> **WRITTEN REQUEST 1**:
Determine whether each of the following statements agrees with the passage on Pythia queries. For each, answer yes or no and quote the words of the passage that decide it. (a) For a token, the start position and the end position are always the same. (b) Apart from the intrinsic attributes, no further attributes can be attached to tokens or structures. (c) In a pair, values are placed in double quotes only when they are strings.
> **WRITTEN REQUEST 2**:
According to the passage on Pythia queries, what name is given to the CTE that combines the sN sets into the result data set?

> **SELECTED EXCERPT**:
▼

From the point of view of the database index, in a search we are essentially finding positions inside documents. Positions are counted by tokens, and may indifferently refer to tokens or structures. In turn, documents, tokens and structures may all have metadata attributes.

In a search, each token or structure in the query gets 2 positions: a start position (p1), and an end position (p2). In the case of tokens, by definition p1 is always equal to p2. This might seem redundant, but it allows for handling both object types with the same model.

We get to positions by means of metadata (attributes in Pythia lingo) attached to tokens or structures: all the matching tokens/structures provide their documents positions.

Attributes are ultimately name=value pairs. Some of these are intrinsic to a token/structure, and are known as intrinsic (or privileged) attributes; others can be freely added during analysis, without limits.

Anatomy

The anatomy of a Pythia query includes:

  1. a list of data sets defined by CTEs (named like s1, s2, etc.), each representing a name-operator-value condition (“pair”).
  2. a result data set, defined by combining sN sets into one via a CTE (named r).
  3. a final merger query which joins r data with additional information and provides paging.

1. CTE List

As we have seen, the core components of each query are represented by matching objects attributes, in the form name operator value. This is what we call a “pair”, which joins a name and a value with some type of comparison operator. For instance, searching the word chommoda is equal to matching an expression like “token-value equals chommoda”.

In the current Pythia syntax:

  • each pair is wrapped in square brackets;
  • values are delimited by double quotes (whatever their data type).

So, the above sample would be represented as [value="chommoda"], where:

  1. value is the attribute name reserved to represent an intrinsic attribute of every token, i.e. its textual value;
  2. = is the equality operator.
  3. "chommoda" is the value we want to compare against the selected attribute, using the specified comparison operator.

Each pair gets translated into a SQL CTE representing a single data set (named sN, i.e. s1, s2, etc.), which is appended to the list of CTEs consumed by the rest of the SQL query. Besides the pair, the set can also contain additional filters defining the document/corpus scope.

▲

> **ENTRIES SUPPLIED**:

▼

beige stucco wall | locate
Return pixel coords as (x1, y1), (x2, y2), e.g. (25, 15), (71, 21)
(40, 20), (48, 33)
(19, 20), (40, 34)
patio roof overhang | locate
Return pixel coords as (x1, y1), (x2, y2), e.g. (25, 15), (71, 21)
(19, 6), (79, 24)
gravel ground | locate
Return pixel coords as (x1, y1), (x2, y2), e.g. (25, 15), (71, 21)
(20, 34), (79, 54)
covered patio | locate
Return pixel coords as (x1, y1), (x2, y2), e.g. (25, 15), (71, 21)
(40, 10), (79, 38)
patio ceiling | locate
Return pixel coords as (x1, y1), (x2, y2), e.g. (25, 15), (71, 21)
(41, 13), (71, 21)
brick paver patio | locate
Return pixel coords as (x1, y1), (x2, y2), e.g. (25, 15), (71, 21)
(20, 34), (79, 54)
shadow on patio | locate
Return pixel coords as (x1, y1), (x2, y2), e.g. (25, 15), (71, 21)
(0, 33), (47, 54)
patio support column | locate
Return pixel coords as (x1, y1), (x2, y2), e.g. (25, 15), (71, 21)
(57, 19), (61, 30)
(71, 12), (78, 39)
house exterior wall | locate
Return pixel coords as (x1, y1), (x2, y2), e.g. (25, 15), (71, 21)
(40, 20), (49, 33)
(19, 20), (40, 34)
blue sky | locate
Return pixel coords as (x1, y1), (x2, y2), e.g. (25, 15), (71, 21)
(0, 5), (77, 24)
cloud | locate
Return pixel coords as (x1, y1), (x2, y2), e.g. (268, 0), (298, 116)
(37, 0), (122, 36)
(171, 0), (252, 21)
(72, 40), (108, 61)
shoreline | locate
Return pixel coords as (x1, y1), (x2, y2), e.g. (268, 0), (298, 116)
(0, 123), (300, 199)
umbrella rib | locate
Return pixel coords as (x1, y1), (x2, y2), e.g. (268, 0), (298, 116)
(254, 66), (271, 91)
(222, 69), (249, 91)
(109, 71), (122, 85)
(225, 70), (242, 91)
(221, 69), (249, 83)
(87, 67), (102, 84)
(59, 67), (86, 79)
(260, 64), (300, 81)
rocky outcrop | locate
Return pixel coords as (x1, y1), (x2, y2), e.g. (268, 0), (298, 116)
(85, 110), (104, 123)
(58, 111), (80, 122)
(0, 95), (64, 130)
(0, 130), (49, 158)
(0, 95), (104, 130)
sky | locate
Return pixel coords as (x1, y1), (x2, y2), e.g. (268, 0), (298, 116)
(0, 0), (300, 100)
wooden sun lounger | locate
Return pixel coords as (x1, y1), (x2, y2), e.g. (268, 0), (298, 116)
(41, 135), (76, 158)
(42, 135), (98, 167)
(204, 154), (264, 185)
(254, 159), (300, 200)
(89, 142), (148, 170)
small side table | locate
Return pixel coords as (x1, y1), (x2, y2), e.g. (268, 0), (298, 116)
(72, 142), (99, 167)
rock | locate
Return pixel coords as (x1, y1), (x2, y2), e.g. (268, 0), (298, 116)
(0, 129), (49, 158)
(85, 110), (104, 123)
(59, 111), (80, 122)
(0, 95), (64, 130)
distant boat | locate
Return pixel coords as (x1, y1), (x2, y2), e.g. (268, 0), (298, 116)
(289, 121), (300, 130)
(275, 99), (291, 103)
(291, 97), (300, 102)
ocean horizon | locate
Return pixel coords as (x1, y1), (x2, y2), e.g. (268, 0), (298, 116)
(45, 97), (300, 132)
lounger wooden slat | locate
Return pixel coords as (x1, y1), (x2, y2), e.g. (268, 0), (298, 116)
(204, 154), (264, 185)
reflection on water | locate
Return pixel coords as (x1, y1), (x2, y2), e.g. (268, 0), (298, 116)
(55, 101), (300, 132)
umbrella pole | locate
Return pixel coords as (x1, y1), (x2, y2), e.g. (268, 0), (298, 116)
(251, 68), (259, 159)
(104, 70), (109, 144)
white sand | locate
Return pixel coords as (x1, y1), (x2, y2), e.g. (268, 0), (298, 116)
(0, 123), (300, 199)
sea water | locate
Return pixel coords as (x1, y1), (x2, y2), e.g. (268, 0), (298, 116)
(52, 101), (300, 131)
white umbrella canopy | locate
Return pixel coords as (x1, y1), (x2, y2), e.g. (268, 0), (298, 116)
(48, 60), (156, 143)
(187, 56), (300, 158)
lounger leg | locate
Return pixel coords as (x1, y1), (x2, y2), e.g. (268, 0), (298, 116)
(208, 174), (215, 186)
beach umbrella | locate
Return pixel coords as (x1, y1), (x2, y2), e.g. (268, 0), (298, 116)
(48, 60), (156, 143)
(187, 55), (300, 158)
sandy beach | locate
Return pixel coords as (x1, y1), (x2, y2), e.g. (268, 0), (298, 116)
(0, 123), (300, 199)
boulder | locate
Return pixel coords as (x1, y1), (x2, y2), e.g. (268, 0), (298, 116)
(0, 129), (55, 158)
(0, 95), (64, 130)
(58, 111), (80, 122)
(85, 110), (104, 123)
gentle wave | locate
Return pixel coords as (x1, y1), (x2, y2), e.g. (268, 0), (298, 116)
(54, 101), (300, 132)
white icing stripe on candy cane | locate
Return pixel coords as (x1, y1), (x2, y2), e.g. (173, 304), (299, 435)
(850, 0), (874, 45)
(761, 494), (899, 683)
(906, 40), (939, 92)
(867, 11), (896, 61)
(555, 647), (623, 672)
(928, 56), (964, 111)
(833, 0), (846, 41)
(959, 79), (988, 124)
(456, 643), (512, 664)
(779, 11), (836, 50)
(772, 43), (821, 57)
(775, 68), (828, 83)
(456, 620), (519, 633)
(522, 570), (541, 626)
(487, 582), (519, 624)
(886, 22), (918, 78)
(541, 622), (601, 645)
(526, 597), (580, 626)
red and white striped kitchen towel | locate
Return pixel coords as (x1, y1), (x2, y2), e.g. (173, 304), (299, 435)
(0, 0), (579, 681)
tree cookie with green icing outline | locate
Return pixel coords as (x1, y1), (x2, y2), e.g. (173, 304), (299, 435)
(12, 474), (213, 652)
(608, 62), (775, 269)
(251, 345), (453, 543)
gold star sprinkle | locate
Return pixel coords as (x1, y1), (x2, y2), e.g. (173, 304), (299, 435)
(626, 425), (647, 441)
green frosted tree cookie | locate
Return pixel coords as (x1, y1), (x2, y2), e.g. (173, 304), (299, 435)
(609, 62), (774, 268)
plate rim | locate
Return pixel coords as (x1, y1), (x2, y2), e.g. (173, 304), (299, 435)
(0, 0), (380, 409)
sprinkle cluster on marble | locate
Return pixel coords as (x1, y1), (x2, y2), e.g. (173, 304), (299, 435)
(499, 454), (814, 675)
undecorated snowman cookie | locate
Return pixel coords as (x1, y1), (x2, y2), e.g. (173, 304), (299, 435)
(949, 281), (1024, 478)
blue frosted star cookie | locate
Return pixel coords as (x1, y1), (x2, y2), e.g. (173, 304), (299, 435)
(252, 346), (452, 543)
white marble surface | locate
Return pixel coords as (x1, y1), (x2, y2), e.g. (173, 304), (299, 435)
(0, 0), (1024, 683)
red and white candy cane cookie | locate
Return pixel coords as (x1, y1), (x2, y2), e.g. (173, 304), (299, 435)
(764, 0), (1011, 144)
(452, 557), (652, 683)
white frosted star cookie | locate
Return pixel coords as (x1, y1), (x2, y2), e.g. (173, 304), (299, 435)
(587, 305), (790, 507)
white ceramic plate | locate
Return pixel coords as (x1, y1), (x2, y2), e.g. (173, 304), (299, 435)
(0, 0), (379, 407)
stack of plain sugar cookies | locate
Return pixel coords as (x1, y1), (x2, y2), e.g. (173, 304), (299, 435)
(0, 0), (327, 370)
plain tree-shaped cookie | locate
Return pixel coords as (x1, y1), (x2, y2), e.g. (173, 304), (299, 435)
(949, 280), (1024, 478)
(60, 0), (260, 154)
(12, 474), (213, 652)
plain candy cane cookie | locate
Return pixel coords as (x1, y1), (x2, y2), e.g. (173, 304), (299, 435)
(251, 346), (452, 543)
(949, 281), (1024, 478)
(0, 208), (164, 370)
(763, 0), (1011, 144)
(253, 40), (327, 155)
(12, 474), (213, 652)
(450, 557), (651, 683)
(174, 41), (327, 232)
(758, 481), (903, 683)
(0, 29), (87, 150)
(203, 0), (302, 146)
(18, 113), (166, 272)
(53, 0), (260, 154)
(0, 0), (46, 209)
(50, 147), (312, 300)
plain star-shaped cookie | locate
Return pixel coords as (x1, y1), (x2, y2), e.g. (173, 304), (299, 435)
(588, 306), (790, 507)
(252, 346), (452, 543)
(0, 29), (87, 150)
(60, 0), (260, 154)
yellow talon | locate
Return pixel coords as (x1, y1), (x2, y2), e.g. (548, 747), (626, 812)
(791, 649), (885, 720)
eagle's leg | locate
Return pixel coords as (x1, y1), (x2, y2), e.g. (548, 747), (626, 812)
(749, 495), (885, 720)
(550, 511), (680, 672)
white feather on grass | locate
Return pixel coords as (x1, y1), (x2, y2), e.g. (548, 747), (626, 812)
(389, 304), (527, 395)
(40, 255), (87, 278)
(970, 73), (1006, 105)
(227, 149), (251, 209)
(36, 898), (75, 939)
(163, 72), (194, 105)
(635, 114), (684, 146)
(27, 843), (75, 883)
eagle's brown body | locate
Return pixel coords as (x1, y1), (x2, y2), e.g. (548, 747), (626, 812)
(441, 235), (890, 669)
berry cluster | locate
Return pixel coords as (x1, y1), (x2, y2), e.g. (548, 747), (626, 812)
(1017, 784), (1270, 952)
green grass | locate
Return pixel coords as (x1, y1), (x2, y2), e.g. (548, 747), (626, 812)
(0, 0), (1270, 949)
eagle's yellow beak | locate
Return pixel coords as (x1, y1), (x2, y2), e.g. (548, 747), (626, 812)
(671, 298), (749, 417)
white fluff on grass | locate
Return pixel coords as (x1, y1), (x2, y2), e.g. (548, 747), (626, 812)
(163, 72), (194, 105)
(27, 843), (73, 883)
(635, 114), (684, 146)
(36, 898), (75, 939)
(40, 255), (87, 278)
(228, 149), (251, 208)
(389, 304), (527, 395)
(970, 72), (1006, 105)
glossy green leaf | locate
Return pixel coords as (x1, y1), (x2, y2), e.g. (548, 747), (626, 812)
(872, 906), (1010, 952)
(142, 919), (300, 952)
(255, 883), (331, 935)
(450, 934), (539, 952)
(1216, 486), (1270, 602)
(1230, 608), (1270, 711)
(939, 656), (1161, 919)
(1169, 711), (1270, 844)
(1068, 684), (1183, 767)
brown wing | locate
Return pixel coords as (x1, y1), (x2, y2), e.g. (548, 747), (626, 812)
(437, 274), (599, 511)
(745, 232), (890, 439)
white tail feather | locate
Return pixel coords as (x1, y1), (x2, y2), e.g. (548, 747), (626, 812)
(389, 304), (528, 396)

▲

> **TASK SOLUTION 1**:
(a) Yes: "In the case of tokens, by definition p1 is always equal to p2."
(b) No: "others can be freely added during analysis, without limits."
(c) No: "values are delimited by double quotes (whatever their data type)."

> **TASK SOLUTION 2**:
It is named r.